[Location identification items]
^^^^

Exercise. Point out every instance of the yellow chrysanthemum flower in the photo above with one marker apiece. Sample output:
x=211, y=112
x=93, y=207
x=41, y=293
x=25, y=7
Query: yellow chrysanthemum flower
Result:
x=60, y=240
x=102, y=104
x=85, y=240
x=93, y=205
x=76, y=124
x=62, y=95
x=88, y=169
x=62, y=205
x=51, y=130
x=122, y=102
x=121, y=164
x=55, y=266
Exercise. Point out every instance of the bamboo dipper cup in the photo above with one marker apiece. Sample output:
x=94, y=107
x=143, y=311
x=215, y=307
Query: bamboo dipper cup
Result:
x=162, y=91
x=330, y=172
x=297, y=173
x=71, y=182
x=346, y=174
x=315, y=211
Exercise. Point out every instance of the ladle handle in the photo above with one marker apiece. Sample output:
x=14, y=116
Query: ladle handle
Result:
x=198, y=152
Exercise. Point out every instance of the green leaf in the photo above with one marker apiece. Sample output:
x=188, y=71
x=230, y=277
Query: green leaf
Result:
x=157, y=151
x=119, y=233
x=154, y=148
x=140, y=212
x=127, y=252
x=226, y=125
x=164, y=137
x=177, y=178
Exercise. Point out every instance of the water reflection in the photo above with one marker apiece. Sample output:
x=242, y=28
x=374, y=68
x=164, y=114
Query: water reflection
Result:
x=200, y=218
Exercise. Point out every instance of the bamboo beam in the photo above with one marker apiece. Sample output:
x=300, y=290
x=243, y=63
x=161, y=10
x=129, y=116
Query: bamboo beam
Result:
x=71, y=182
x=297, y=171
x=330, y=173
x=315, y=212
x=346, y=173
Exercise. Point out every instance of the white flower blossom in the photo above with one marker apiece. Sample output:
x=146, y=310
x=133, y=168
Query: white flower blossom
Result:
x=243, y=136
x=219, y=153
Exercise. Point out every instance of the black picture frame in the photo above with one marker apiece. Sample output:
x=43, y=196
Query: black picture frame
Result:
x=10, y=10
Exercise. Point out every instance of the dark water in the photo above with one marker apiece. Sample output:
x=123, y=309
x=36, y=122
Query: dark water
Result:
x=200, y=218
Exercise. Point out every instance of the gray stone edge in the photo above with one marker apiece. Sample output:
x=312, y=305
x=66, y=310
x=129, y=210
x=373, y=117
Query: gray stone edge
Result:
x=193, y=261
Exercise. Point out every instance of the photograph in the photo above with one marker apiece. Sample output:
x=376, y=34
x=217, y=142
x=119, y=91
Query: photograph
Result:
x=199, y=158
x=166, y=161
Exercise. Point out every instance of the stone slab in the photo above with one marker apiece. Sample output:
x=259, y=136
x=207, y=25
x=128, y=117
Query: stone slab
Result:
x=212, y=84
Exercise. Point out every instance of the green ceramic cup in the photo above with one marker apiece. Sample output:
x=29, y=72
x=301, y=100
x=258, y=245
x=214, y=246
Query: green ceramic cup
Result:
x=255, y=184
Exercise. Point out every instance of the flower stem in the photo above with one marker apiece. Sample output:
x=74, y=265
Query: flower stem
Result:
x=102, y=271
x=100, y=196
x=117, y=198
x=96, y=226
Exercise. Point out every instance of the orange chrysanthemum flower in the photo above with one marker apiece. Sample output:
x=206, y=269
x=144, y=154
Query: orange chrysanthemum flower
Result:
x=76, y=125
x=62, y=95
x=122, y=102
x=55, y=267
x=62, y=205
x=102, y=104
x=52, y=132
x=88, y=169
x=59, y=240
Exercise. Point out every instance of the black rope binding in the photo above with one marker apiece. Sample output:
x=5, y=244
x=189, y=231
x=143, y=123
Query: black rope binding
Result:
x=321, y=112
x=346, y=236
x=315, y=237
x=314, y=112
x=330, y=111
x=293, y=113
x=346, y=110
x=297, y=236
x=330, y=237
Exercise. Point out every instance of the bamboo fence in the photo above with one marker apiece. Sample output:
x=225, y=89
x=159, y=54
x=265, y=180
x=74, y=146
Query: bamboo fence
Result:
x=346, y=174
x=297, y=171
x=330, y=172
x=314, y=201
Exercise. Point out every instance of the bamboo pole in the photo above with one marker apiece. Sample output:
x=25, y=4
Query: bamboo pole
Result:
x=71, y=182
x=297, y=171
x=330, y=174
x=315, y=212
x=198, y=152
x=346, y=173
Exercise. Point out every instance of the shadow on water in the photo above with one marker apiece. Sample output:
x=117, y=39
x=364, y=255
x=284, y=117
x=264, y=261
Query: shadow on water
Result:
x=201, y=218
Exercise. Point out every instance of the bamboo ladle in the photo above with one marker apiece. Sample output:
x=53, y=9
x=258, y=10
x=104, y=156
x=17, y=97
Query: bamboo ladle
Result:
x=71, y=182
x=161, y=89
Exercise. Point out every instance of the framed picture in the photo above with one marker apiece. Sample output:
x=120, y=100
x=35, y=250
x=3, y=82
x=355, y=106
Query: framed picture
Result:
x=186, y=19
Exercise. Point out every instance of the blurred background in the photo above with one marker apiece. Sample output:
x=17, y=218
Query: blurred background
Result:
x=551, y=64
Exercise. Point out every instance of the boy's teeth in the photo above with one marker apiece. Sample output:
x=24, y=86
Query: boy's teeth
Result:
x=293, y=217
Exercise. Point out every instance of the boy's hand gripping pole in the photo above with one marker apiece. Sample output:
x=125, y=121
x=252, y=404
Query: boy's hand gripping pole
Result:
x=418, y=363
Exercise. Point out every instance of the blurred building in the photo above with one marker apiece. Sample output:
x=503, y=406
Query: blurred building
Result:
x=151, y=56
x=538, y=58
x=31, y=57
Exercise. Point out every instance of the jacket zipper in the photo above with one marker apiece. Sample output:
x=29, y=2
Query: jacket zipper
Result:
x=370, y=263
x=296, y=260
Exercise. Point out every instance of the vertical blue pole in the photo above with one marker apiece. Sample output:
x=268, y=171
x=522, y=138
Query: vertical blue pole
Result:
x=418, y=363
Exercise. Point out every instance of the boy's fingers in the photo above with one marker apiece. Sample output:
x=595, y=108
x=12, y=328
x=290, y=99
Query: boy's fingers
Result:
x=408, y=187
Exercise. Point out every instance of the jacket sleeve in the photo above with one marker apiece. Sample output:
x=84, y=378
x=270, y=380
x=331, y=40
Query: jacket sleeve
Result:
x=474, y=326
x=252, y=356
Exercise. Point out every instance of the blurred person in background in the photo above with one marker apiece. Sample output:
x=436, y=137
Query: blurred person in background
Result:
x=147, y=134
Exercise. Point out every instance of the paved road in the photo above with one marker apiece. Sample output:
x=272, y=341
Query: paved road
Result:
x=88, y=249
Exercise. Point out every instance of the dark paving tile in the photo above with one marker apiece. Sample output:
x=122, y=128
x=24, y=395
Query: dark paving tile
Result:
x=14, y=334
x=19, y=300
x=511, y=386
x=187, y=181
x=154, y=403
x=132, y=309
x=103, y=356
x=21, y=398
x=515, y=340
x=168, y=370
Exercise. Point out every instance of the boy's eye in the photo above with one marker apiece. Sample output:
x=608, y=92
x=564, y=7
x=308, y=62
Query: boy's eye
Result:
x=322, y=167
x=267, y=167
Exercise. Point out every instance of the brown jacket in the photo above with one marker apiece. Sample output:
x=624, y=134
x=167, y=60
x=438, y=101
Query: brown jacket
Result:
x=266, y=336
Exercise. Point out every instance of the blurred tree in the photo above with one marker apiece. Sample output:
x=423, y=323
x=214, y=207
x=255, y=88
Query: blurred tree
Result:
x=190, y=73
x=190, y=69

^^^^

Reproduce the listing above word for word, with nothing changed.

**Solution**
Exercise. Point out every instance of the yellow chrysanthemum flower in the photo above with one marker apiece. Sample output:
x=211, y=112
x=93, y=207
x=41, y=293
x=25, y=7
Query: yellow chrysanthemum flower
Result:
x=60, y=240
x=102, y=104
x=85, y=240
x=93, y=205
x=76, y=124
x=62, y=95
x=88, y=169
x=62, y=205
x=51, y=130
x=122, y=102
x=121, y=164
x=55, y=266
Exercise. Point out every instance of the bamboo dipper cup in the photo above with one marker apiece. Sample output:
x=94, y=107
x=143, y=311
x=215, y=307
Query: bamboo dipper cup
Result:
x=162, y=91
x=330, y=172
x=297, y=173
x=71, y=182
x=346, y=174
x=315, y=211
Exercise. Point out every instance of the ladle handle in the photo above with one marker apiece. Sample output:
x=14, y=116
Query: ladle handle
Result:
x=198, y=152
Exercise. Point out every instance of the green leaf in the photo above with one marker apiece. Sample output:
x=188, y=71
x=230, y=277
Query: green leaf
Result:
x=157, y=151
x=119, y=233
x=154, y=148
x=140, y=212
x=127, y=252
x=226, y=125
x=164, y=137
x=177, y=178
Exercise. Point out every instance of the water reflection in the photo above with one marker apiece. Sample output:
x=242, y=28
x=374, y=68
x=164, y=114
Query: water reflection
Result:
x=200, y=218
Exercise. Point out every instance of the bamboo beam in the photo above with one marker apiece. Sample output:
x=300, y=290
x=243, y=63
x=161, y=10
x=129, y=116
Query: bamboo beam
Result:
x=71, y=182
x=297, y=171
x=330, y=173
x=315, y=212
x=346, y=173
Exercise. Point out every instance of the white flower blossom in the photo above with one marker apiece. Sample output:
x=146, y=310
x=133, y=168
Query: white flower blossom
Result:
x=243, y=136
x=219, y=153
Exercise. Point out every instance of the black picture frame in the photo above with one marker apiece. Sample output:
x=43, y=196
Query: black picture frame
Result:
x=10, y=10
Exercise. Point out every instance of the dark water in the photo above with one marker apiece. Sample output:
x=123, y=309
x=36, y=122
Query: dark water
Result:
x=200, y=218
Exercise. Point out every instance of the gray stone edge in the photo above with one marker apiece. Sample output:
x=312, y=305
x=66, y=310
x=129, y=210
x=373, y=117
Query: gray stone edge
Result:
x=193, y=261
Exercise. Point out every instance of the photograph in the photo above with one marker apiece. Sample output:
x=376, y=34
x=217, y=142
x=119, y=91
Query: photograph
Result:
x=199, y=158
x=166, y=161
Exercise. Point out every instance of the stone slab in the photo above with one marker apiece. Sample output:
x=259, y=136
x=207, y=25
x=128, y=117
Query: stone slab
Result:
x=212, y=84
Exercise. Point out every instance of the green ceramic cup in the photo above with one marker apiece. Sample output:
x=29, y=72
x=301, y=100
x=258, y=245
x=214, y=246
Query: green ceramic cup
Result:
x=255, y=184
Exercise. Point out every instance of the flower stem in the photo above with one marker apiece. Sample output:
x=74, y=265
Query: flower stem
Result:
x=102, y=271
x=100, y=196
x=117, y=198
x=96, y=226
Exercise. Point out every instance of the orange chrysanthemum flower in the photo above with one marker apiece. Sample output:
x=206, y=269
x=144, y=154
Query: orange chrysanthemum flower
Result:
x=76, y=125
x=62, y=95
x=122, y=102
x=55, y=267
x=62, y=205
x=102, y=104
x=52, y=132
x=88, y=169
x=59, y=240
Exercise. Point out every instance of the black rope binding in the photo above with one marker apiece. Sample output:
x=5, y=244
x=189, y=231
x=143, y=123
Query: black rope binding
Result:
x=321, y=112
x=346, y=236
x=315, y=237
x=314, y=112
x=330, y=111
x=293, y=113
x=346, y=110
x=297, y=236
x=330, y=237
Exercise. Point out every instance of the bamboo fence in the photo above with one marker apiece. Sample output:
x=225, y=89
x=159, y=54
x=265, y=180
x=74, y=146
Query: bamboo fence
Result:
x=346, y=174
x=297, y=171
x=330, y=172
x=314, y=201
Exercise. Point out every instance of the bamboo pole in the photo above with one marker apiece. Sample output:
x=25, y=4
Query: bamboo pole
Result:
x=71, y=182
x=297, y=171
x=330, y=174
x=315, y=212
x=198, y=152
x=346, y=173
Exercise. Point out every instance of the shadow on water in the photo above with one marker apiece. Sample output:
x=117, y=39
x=364, y=255
x=284, y=117
x=264, y=261
Query: shadow on water
Result:
x=201, y=218
Exercise. Point out every instance of the bamboo ladle in the photo above with one marker apiece. Sample output:
x=53, y=9
x=258, y=10
x=104, y=156
x=17, y=97
Query: bamboo ladle
Result:
x=71, y=182
x=161, y=89
Exercise. Point out every instance of the framed picture in the photo above with one marker apiece. Sample output:
x=120, y=100
x=35, y=250
x=3, y=82
x=355, y=106
Query: framed picture
Result:
x=186, y=19
Exercise. Point out every instance of the blurred background in the photo above with one marker apiece. Sample output:
x=17, y=218
Query: blurred background
Result:
x=551, y=64
Exercise. Point out every instance of the boy's teeth in the photo above with one marker apiece. Sample output:
x=24, y=86
Query: boy's teeth
Result:
x=293, y=217
Exercise. Point out every instance of the boy's hand gripping pole in the photo above with one marker apiece. Sample output:
x=125, y=121
x=252, y=404
Query: boy's hand gripping pole
Result:
x=418, y=363
Exercise. Point out every instance of the blurred building in the photo above with one marker apiece. Sample output:
x=503, y=406
Query: blurred building
Result:
x=151, y=56
x=538, y=58
x=31, y=57
Exercise. Point out every instance of the jacket zipper in the photo above with one marker apiece. Sample output:
x=29, y=2
Query: jacket zipper
Result:
x=370, y=263
x=296, y=260
Exercise. Point out every instance of the vertical blue pole in the photo above with one marker apiece. Sample output:
x=268, y=171
x=522, y=138
Query: vertical blue pole
Result:
x=418, y=363
Exercise. Point out every instance of the boy's fingers in the photo above with one marker apiece. Sample output:
x=595, y=108
x=12, y=328
x=290, y=99
Query: boy's fingers
Result:
x=408, y=187
Exercise. Point out every instance of the jacket sleeve in the photo above with one marker apiece. Sample output:
x=84, y=378
x=270, y=380
x=331, y=40
Query: jacket sleeve
Result:
x=474, y=326
x=252, y=356
Exercise. Point out every instance of the blurred person in background in the photo above with one marker apiece. Sample output:
x=436, y=137
Query: blurred person in background
Result:
x=147, y=134
Exercise. Point out every instance of the paved road in the photo above with one marker apiece. Sample output:
x=272, y=341
Query: paved road
Result:
x=88, y=249
Exercise. Point out every instance of the dark paving tile in the photo above with one marker apiece. Sample output:
x=122, y=128
x=24, y=395
Query: dark paving tile
Result:
x=14, y=334
x=19, y=300
x=511, y=386
x=187, y=181
x=154, y=403
x=132, y=309
x=103, y=356
x=21, y=398
x=515, y=340
x=168, y=370
Exercise. Point out every instance of the boy's eye in the photo above with one marker apiece. Sample output:
x=608, y=92
x=564, y=7
x=308, y=62
Query: boy's eye
Result:
x=322, y=167
x=267, y=167
Exercise. Point out every instance of the brown jacket in the photo above with one marker apiece. Sample output:
x=624, y=134
x=167, y=60
x=438, y=101
Query: brown jacket
Result:
x=266, y=336
Exercise. Point out every instance of the blurred tree in the photo above with one marker apiece. Sample output:
x=423, y=323
x=214, y=207
x=255, y=88
Query: blurred tree
Result:
x=190, y=73
x=190, y=69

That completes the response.